• _Exercise goal_: Copy every line of the records below word for word, leaving out the pictures.

• _Extracted entries_:
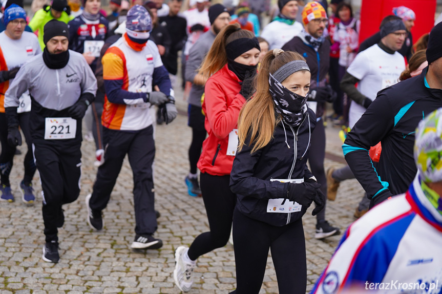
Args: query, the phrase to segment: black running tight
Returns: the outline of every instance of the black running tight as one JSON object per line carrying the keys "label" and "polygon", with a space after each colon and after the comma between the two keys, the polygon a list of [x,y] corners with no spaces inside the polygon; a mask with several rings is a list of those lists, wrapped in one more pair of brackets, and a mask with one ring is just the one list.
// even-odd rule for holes
{"label": "black running tight", "polygon": [[236,195],[230,191],[230,175],[212,176],[201,173],[201,189],[210,232],[197,237],[187,254],[192,260],[227,244],[231,229]]}

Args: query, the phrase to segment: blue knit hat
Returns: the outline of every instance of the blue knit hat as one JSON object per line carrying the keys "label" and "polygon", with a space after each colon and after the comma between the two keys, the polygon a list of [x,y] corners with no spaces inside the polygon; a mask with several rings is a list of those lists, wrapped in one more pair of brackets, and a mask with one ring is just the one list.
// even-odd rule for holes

• _Completed exercise_:
Args: query, the phrase to segment: black running tight
Returns: the outline of every instance of the black running tight as one JSON object per line carrying the keys "label" and "polygon", with a space after each colon and after the comma between the two keys, the polygon a list of [x,y] corners with no spaces inside the polygon; a mask with several rings is a list of those lists, wrapped in one more pair of brackets, and a mask with one ring is just the one list.
// even-odd rule for holes
{"label": "black running tight", "polygon": [[236,195],[230,191],[230,175],[212,176],[201,173],[201,189],[210,232],[197,237],[187,254],[192,260],[227,244],[231,229]]}

Args: query, the phrase to segment: blue knit hat
Returns: the outline of every instance of the blue knit hat as one JSON object per line carrying the keys "label" and "polygon", with a space after each colon and after the comma between the two keys, the polygon a list of [x,y] corners with no spaces inside the polygon; a mask with several rings is a list of those lists, wrapped in one more pair of brackets, and a mask with one ring is just the one list.
// even-odd rule for holes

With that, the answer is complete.